[[ Page extract, beginning ]]

Layer 2 (call) breaks confluence intentionally — multiple valid witnesses may satisfy the same constraints. soundness is preserved: any witness that passes the Layer 1 constraint check is valid. call is the deliberate injection point for non-determinism. look (pattern 17) is deterministic — it reads from BBG authenticated state and preserves confluence.

Layer 3 (jets) preserves confluence — jets are observationally equivalent to their Layer 1 expansions. replacing a jet with its pure equivalent produces identical results.

parallel reduction

confluence enables safe parallelism. the parallel semantics is canonical — sequential evaluators implement the same rules as a single-threaded schedule. there is one reduction relation; "parallel" and "sequential" are scheduling choices over the same semantics. all conforming evaluators produce identical witnesses regardless of thread count.

[[ Page extract, end ]]

▸ To do:
Answer these questions about the passage on confluence:
(a) Which layer deliberately breaks confluence?
(b) What does replacing a jet with its pure equivalent produce?
(c) In the section on parallel reduction, what are "parallel" and "sequential" called?

[[ Extracted information, beginning ]]

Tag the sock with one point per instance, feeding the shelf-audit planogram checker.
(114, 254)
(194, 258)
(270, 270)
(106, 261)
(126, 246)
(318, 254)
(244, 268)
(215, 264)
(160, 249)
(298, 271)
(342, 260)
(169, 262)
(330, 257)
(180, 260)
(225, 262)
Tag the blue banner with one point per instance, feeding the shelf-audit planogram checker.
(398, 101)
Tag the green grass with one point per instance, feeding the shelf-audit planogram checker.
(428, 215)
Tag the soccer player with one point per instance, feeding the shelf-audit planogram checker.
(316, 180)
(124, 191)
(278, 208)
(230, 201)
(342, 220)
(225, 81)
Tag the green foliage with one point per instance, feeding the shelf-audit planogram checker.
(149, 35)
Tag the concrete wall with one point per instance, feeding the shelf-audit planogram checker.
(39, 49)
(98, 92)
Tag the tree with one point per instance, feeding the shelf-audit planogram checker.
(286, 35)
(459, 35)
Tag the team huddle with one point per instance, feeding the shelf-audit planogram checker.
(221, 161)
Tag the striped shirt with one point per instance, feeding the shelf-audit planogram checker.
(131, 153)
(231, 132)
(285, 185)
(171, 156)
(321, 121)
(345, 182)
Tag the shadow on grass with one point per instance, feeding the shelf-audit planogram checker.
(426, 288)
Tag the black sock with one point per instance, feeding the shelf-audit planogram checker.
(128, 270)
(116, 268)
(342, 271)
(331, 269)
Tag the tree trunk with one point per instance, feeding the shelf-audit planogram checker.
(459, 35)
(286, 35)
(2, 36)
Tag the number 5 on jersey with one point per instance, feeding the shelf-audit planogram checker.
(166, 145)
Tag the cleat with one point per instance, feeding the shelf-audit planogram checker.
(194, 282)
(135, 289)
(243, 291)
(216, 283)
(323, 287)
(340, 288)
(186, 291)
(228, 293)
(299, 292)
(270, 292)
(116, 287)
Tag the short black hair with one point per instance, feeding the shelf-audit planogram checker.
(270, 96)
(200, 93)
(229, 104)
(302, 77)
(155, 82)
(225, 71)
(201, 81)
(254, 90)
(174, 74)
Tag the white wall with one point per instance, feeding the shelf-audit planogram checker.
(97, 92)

[[ Extracted information, end ]]

▸ Exercise output:
(a) Layer 2 (call)
(b) Identical results
(c) Scheduling choices over the same semantics